:: Text block ::
--
An induced subgraph of a graph G is any graph H such that \(V(H)\subseteq V(G)\) and \(E(H) = \{\{u,v\}\in E(G) : u,v\in V(H)\}\). Given a graph G and a set \(S\subseteq V(G)\), we denote by G[S] the subgraph of G induced by S, that is, the unique induced subgraph of G with vertex set S. Given two graphs G and H, we say that G is H-free if no induced subgraph of G is isomorphic to H. More generally, for graphs \(H_1,\ldots , H_p\), we say that G is \(\{H_1,\ldots , H_p\}\)-free if G is \(H_i\)-free for all \(i\in \{1,\ldots , p\}\). The claw is the graph with four vertices and three edges, all having an endpoint in common. Given two graphs G and H, we denote by \(G+H\) their disjoint union. For a non-negative integer s, we denote by sG the disjoint union of s copies of G.

An induced matching in a graph G is a set M of edges of G such that no two of them share an endpoint (that is, M is a matching) and G contains no edge whose endpoints belong to different edges of M.
--
:: Dataset content ::
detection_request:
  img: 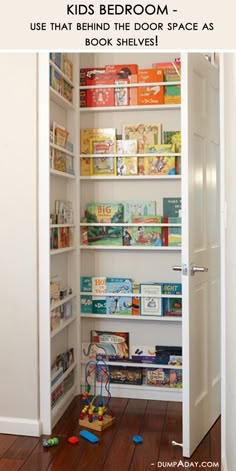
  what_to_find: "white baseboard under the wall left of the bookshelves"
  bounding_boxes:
[0,417,41,437]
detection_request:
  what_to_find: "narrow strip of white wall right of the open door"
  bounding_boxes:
[222,54,236,471]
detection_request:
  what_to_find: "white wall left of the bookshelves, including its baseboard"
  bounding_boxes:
[0,53,38,434]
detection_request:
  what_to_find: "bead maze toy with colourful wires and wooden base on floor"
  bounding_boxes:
[79,360,115,432]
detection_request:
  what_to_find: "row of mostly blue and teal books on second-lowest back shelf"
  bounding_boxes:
[80,276,182,317]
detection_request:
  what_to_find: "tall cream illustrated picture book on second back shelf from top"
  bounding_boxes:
[122,123,162,154]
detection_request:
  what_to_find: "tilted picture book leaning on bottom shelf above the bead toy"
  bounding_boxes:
[91,330,129,359]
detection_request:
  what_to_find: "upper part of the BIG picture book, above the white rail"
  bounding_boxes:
[86,202,124,223]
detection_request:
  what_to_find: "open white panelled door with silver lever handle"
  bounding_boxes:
[182,53,221,457]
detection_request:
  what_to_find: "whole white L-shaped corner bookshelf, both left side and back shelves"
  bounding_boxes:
[39,53,184,433]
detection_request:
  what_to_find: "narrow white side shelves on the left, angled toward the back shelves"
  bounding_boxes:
[39,54,79,434]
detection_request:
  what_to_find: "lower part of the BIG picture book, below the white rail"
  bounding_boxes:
[86,226,122,246]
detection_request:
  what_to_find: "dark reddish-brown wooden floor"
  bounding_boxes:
[0,397,221,471]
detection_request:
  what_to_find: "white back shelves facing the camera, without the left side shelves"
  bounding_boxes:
[79,53,182,401]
--
:: Work instructions ::
#1 Copy the graph theory text again, everything from "An induced matching" down to "edges of M.", swapping "matching" out for "pairing".
#2 According to the graph theory text, how many vertices and edges does the claw have?
The data has no connection to the graph theory text.

:: Responses to the exercise ::
#1
An induced pairing in a graph G is a set M of edges of G such that no two of them share an endpoint (that is, M is a pairing) and G contains no edge whose endpoints belong to different edges of M.

#2 The claw has four vertices and three edges.